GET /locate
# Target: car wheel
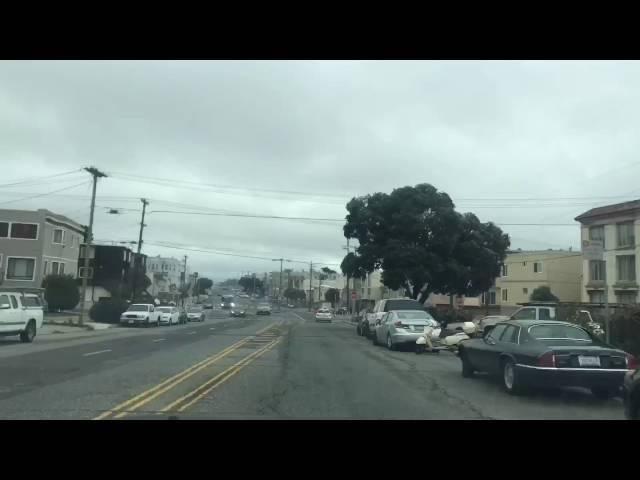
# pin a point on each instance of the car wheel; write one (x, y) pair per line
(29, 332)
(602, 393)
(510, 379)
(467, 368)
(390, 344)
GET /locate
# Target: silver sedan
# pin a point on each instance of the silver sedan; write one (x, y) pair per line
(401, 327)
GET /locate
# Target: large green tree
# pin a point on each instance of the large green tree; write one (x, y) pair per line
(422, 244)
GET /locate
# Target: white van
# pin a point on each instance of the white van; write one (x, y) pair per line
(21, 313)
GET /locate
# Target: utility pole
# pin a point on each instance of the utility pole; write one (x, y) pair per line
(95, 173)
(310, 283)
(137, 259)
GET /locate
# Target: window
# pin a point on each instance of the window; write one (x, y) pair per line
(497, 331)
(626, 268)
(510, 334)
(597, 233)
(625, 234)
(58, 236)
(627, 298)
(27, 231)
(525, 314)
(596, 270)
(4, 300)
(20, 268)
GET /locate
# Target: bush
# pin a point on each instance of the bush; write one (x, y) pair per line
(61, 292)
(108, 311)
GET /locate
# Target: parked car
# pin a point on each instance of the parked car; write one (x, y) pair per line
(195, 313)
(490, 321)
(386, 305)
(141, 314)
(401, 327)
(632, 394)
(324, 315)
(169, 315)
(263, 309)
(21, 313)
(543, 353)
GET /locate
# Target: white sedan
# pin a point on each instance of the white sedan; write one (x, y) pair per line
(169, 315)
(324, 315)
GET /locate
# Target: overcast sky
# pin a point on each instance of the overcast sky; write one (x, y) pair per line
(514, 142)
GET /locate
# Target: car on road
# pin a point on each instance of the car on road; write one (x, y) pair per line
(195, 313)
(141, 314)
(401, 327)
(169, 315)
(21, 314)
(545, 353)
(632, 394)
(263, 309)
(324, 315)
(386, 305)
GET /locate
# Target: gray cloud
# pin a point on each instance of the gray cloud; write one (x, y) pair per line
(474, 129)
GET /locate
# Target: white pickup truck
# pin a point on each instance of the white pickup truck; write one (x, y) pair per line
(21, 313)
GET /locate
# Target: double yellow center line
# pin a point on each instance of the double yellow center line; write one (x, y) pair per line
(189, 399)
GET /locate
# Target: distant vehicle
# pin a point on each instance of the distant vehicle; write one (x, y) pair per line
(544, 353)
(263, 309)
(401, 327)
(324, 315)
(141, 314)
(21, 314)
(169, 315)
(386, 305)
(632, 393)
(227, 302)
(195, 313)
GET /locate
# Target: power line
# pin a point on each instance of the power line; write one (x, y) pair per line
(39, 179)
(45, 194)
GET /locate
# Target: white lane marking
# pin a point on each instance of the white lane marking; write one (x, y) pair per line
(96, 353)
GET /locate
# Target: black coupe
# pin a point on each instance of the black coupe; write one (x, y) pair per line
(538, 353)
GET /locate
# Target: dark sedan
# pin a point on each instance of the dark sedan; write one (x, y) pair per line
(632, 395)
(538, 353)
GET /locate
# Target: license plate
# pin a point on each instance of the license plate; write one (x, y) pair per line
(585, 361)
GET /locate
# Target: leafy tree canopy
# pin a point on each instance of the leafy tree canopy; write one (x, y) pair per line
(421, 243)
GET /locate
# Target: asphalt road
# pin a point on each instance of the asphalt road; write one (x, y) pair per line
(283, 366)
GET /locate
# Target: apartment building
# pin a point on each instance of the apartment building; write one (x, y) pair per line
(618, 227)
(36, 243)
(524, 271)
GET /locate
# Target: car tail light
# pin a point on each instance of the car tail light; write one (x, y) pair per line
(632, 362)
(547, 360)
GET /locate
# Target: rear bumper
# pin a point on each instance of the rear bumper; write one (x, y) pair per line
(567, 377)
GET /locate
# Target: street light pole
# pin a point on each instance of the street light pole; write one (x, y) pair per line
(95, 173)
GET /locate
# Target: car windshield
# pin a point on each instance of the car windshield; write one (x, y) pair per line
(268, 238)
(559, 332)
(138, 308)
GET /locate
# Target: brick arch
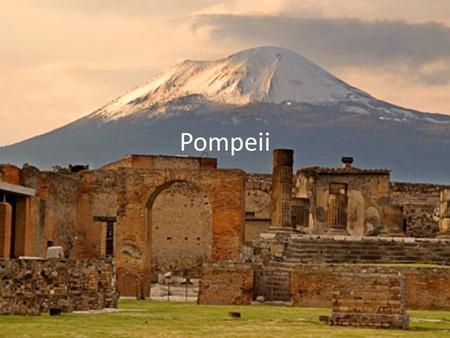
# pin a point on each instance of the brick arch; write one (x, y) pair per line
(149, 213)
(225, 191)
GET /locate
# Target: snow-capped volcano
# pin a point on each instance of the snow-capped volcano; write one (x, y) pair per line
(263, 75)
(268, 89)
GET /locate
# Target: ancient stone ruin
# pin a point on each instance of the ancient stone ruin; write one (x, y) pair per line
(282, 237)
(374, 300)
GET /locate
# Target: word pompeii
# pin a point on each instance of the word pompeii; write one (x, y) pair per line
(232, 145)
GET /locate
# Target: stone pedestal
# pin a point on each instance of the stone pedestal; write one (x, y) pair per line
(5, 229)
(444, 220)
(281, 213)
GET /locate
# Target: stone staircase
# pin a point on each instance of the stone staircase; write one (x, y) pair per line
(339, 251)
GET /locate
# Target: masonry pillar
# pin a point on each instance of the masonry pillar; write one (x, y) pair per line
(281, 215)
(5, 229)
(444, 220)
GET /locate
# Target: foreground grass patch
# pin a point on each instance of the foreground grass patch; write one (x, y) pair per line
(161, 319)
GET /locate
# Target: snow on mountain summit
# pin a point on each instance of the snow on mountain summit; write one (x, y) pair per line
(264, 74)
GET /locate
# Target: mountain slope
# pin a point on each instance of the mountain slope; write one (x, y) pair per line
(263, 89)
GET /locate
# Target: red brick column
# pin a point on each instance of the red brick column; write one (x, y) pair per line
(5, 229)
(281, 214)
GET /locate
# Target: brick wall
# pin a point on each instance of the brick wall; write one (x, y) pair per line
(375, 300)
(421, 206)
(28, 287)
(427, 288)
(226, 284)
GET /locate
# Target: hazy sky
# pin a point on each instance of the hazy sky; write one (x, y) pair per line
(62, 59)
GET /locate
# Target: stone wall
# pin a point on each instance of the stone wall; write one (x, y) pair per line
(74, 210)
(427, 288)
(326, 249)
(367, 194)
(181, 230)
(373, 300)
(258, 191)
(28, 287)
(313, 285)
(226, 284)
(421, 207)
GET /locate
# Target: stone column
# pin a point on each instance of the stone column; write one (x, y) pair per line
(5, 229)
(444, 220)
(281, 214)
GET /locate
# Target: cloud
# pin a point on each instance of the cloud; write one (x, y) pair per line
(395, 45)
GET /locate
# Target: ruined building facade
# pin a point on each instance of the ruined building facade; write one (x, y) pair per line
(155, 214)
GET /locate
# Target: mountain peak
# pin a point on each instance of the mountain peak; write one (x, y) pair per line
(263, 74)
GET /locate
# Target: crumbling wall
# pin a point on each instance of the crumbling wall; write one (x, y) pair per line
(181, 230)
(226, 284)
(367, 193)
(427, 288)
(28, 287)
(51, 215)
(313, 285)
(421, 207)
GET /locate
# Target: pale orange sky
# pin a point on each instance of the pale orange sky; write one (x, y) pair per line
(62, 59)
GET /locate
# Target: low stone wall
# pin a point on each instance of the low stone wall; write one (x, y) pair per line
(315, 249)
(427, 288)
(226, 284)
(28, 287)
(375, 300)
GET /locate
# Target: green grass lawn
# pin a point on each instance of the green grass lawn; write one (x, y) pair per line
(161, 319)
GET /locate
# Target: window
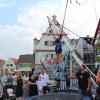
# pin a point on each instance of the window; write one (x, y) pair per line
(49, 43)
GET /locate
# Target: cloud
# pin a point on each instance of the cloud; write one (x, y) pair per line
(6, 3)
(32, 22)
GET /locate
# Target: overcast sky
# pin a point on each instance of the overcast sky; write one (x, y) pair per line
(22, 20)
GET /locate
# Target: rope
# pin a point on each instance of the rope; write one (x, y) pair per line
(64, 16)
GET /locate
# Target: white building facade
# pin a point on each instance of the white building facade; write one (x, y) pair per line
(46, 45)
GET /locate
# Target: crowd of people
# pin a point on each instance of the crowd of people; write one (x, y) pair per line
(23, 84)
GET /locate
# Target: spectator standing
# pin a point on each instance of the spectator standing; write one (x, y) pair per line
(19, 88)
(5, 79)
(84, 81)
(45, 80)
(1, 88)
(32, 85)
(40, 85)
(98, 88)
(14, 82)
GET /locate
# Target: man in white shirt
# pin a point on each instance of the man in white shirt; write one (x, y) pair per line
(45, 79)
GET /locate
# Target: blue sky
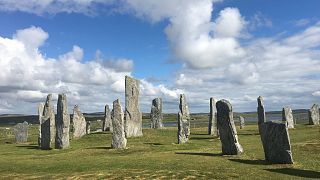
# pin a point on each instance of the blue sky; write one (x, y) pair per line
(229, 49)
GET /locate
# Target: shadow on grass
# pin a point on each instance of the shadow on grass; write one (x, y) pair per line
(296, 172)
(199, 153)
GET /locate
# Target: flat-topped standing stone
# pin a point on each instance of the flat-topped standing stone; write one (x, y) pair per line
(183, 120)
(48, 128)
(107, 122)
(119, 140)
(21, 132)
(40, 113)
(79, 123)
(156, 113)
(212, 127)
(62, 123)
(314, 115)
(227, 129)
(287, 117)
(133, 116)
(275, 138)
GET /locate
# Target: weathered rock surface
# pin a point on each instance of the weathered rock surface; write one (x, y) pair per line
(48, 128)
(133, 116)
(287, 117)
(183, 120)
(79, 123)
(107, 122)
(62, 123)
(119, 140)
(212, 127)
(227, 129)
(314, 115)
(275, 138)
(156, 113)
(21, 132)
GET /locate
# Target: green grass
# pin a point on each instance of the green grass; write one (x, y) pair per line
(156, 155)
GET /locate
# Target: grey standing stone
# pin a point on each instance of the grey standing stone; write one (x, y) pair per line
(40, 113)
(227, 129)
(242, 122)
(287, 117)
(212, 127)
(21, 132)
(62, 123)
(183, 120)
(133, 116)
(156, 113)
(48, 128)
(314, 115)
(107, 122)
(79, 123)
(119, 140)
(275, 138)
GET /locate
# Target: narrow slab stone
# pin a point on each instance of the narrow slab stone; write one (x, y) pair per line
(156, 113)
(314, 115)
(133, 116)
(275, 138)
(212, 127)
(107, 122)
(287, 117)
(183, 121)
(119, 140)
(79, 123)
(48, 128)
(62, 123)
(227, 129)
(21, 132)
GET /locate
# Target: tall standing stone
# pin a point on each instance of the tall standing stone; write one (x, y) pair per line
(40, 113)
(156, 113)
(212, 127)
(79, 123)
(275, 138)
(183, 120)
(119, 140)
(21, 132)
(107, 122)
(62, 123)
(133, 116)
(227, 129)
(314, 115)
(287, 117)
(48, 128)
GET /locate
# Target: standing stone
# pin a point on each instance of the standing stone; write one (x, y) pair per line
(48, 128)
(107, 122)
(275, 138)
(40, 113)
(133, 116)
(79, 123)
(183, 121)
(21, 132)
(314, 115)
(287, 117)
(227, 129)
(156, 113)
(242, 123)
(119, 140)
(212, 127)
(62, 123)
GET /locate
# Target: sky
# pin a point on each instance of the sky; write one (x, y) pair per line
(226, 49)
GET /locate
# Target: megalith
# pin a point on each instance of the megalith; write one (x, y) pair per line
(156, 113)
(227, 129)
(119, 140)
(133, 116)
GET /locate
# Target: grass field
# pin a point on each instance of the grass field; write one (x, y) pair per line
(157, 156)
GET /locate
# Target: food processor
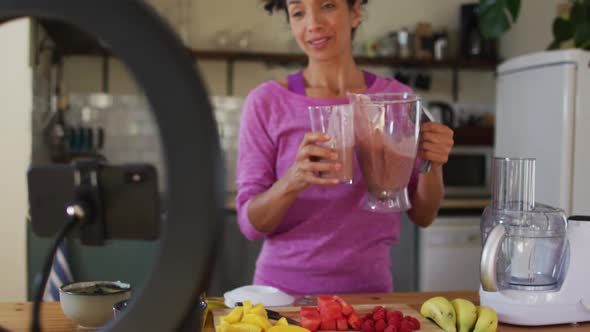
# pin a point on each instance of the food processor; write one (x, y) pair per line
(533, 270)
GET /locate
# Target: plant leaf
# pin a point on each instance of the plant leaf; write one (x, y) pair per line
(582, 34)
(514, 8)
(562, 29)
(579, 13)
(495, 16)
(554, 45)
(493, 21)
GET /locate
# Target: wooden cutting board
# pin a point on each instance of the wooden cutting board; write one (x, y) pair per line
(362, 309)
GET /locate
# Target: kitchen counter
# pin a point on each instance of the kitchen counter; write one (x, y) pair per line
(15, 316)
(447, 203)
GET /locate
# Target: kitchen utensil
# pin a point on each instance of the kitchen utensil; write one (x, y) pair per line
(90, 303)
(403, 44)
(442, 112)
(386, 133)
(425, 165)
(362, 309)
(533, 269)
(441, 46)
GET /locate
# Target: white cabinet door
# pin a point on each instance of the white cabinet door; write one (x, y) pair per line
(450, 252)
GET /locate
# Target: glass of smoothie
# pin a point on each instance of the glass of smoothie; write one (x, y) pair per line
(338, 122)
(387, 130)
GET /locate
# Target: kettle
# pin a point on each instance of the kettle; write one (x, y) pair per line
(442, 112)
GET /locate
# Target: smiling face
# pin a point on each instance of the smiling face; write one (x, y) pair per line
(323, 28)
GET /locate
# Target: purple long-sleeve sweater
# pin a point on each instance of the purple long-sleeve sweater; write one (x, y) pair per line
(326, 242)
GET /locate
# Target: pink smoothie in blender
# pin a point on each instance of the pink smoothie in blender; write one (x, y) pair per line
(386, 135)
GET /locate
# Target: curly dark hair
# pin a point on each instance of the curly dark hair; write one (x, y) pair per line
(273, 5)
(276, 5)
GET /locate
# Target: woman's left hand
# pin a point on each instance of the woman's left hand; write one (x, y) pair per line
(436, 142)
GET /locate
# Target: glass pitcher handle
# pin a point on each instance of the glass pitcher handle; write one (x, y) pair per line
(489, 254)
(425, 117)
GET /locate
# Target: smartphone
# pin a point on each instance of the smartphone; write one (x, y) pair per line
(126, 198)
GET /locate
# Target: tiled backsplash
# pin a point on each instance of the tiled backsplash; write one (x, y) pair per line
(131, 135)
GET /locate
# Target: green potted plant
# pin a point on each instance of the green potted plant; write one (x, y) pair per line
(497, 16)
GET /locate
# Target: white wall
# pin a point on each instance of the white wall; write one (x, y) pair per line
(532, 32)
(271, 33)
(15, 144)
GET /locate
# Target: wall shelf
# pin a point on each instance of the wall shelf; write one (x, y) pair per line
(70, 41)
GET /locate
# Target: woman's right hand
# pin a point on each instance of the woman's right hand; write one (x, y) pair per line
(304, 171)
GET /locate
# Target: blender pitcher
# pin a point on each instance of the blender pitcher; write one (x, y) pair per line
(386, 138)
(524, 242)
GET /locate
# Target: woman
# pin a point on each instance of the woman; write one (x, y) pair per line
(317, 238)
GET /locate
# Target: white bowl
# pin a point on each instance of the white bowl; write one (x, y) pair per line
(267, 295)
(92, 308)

• • • •

Return every line of the material above that contains the word "pedestal", matching case exactly.

*Answer to this exercise*
# Target: stone pedestal
# pin a point on each instance of the stone pedestal; write one (x, y) pair per line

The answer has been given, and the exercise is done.